* [Written problem]
From the items below, keep only the lines that contain the word "blue" and copy each of them out. Case matters, so skip any line where the word's capitalization differs.

——

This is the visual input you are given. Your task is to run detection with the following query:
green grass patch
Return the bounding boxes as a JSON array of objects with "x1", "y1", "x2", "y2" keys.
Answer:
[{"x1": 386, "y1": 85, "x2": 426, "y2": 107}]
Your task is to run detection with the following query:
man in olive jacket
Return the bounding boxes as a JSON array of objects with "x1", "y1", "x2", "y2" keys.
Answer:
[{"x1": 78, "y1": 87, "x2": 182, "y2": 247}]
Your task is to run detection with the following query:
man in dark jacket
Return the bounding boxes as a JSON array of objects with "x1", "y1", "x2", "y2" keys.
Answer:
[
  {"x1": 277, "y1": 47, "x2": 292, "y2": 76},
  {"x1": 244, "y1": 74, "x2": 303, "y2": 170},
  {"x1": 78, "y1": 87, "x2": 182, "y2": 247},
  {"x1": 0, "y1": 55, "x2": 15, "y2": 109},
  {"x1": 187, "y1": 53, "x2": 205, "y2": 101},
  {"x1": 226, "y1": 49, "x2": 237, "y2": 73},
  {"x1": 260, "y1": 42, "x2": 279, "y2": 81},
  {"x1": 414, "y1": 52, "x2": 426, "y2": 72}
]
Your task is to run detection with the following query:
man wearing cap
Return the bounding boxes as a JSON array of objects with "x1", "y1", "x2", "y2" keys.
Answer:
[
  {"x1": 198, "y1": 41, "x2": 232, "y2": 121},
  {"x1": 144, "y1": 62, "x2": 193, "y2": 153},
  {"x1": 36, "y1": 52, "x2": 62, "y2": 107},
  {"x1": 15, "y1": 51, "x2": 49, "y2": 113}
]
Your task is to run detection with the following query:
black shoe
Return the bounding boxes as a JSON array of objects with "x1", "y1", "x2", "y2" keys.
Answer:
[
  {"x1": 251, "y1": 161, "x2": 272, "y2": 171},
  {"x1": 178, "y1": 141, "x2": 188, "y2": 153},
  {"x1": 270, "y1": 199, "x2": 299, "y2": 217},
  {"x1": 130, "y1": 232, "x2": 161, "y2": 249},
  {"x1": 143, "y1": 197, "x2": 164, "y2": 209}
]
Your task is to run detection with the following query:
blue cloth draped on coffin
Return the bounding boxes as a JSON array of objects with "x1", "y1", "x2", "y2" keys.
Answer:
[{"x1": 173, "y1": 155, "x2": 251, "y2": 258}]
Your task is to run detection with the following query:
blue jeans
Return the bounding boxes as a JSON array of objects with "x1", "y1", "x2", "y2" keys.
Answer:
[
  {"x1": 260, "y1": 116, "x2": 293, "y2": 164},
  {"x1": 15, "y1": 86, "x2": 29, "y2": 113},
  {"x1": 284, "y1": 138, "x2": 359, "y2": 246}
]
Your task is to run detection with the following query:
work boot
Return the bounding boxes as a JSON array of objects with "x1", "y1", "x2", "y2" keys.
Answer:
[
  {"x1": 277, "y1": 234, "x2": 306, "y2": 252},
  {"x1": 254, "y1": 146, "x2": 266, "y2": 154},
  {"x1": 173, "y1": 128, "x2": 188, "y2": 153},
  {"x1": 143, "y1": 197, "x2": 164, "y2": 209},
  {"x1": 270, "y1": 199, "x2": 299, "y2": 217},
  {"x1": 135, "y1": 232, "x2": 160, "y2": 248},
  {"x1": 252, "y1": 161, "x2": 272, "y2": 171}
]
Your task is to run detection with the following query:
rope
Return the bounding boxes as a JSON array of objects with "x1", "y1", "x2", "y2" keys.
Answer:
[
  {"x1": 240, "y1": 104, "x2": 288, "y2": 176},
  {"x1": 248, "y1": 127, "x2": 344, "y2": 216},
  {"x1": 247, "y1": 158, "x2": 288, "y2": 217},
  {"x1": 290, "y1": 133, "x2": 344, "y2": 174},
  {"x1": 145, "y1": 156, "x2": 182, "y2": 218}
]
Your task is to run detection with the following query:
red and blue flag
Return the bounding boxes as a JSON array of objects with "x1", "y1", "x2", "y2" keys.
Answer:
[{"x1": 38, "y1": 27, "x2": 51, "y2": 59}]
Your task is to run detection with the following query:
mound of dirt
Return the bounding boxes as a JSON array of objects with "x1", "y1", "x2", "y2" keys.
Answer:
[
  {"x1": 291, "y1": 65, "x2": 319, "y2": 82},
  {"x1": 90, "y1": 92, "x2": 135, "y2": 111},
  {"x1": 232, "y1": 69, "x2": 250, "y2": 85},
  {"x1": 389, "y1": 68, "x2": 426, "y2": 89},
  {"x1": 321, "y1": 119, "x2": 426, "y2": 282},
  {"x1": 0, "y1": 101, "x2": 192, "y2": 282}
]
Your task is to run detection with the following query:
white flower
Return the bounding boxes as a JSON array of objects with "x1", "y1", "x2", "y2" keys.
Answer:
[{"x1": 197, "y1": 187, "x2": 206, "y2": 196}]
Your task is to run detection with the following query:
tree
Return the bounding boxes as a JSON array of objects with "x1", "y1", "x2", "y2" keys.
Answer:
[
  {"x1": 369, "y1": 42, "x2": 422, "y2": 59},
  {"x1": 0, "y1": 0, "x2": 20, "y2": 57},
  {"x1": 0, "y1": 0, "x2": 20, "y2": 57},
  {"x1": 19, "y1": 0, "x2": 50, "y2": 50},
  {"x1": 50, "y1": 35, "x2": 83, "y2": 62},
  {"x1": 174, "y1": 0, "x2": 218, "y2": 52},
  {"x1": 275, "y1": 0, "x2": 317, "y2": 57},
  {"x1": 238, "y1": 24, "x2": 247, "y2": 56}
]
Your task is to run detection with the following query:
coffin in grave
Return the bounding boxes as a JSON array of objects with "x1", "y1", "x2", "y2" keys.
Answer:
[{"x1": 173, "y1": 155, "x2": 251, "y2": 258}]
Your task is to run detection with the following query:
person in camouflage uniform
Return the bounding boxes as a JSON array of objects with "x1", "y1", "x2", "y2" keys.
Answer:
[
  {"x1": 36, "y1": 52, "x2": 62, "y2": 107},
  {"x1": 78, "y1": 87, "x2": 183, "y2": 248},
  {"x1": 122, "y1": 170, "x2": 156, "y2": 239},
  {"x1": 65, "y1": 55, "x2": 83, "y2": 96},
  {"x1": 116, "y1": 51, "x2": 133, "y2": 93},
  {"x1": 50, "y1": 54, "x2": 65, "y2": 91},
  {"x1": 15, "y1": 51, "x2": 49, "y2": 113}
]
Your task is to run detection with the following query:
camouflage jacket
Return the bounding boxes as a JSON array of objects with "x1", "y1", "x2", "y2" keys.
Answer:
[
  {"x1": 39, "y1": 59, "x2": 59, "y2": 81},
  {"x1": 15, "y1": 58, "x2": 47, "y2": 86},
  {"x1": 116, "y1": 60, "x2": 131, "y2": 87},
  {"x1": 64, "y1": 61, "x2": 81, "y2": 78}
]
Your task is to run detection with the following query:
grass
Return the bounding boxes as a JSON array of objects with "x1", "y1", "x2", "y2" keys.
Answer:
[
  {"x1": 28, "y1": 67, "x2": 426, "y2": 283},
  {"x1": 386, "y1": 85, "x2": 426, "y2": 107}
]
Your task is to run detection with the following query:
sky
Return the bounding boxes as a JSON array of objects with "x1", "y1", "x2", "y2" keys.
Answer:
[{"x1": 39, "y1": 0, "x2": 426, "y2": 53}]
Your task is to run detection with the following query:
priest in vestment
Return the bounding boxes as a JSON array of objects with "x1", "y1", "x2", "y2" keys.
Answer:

——

* [Task solution]
blue cloth draped on coffin
blue jeans
red and blue flag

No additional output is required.